Given exercise:
Rewrite the listing that follows, replacing "corners" with "vertices" wherever it occurs and leaving everything else unchanged.
────────────────────────────────────────
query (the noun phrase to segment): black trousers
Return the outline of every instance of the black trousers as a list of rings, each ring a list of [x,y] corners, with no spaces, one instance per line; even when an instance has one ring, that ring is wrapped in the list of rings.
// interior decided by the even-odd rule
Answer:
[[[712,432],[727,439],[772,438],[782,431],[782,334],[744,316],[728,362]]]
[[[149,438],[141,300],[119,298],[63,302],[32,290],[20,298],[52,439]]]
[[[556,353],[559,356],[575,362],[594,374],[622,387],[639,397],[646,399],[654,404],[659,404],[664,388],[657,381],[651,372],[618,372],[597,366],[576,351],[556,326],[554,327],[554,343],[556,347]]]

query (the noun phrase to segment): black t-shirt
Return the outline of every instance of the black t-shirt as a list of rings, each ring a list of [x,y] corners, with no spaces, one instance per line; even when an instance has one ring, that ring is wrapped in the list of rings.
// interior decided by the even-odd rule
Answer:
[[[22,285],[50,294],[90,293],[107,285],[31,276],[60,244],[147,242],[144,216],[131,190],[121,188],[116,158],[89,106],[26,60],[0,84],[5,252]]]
────────────────────────────────────────
The output:
query (the noun phrase to segment): black trousers
Return the outline of every instance of the black trousers as a list of rings, each ring a list of [x,y] vertices, with no spaces, one instance per line; even when an instance has one ring, that ring is wrapped in the list of rings.
// interior decided by the even-odd rule
Answer:
[[[712,432],[727,439],[772,438],[782,431],[782,334],[744,316],[728,362]]]
[[[149,438],[141,300],[119,298],[63,302],[32,290],[20,298],[52,439]]]
[[[556,353],[559,356],[575,362],[594,374],[622,387],[639,397],[646,399],[654,404],[659,404],[664,388],[657,381],[651,372],[618,372],[597,366],[576,351],[556,326],[554,327],[554,343],[556,347]]]

query (the noun phrase to segment): black t-shirt
Return the outline of every instance of the black t-shirt as a list of rings, each ring a list of [x,y] vertices, with no spaces, one instance per line; even when an instance has one ring, that ring is wrapped in the list of rings.
// interior decided by the even-odd rule
Answer:
[[[22,285],[50,294],[90,293],[107,285],[31,276],[60,244],[147,242],[144,216],[131,190],[121,188],[116,158],[89,106],[26,60],[0,84],[5,252]]]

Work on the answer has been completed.